(Segmentation mask data)
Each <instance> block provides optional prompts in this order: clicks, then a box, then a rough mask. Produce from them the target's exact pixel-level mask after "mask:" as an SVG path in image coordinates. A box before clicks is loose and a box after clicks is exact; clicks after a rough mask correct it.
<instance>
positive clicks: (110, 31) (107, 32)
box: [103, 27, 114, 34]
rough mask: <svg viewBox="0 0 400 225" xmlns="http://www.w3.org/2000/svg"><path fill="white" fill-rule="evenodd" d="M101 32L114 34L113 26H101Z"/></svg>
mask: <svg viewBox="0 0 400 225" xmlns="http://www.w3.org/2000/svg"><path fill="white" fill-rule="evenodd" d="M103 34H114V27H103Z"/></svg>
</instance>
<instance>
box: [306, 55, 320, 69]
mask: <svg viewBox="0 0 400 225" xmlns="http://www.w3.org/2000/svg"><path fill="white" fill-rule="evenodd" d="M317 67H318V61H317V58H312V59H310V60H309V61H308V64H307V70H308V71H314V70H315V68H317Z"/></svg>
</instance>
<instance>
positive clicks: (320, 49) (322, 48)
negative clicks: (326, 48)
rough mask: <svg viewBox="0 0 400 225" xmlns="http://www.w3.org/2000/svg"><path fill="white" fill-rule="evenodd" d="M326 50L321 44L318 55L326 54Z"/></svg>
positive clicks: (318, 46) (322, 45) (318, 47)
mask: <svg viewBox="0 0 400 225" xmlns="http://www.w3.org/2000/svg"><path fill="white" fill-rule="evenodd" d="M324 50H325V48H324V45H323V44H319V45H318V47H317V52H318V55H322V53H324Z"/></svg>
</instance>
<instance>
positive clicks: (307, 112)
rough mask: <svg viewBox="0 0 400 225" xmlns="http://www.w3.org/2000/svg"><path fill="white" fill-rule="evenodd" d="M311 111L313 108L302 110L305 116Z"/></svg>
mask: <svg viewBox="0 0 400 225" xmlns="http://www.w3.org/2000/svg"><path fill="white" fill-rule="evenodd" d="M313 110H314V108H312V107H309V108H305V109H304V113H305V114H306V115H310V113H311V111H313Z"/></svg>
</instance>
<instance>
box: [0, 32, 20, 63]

What you need to do: Set down, word for word, each line from the top of the records above through the line with "box: [103, 27, 114, 34]".

Solution to the exercise:
Each <instance> block provides optional prompts in this order: clicks, then a box, then a rough mask. Produce from them the target's exact pixel-level mask after "mask:" as an SVG path in image coordinates. A box before clicks is loose and a box after clicks is exact; clicks after a rough mask correct it.
<instance>
positive clicks: (110, 31) (107, 32)
box: [103, 27, 114, 34]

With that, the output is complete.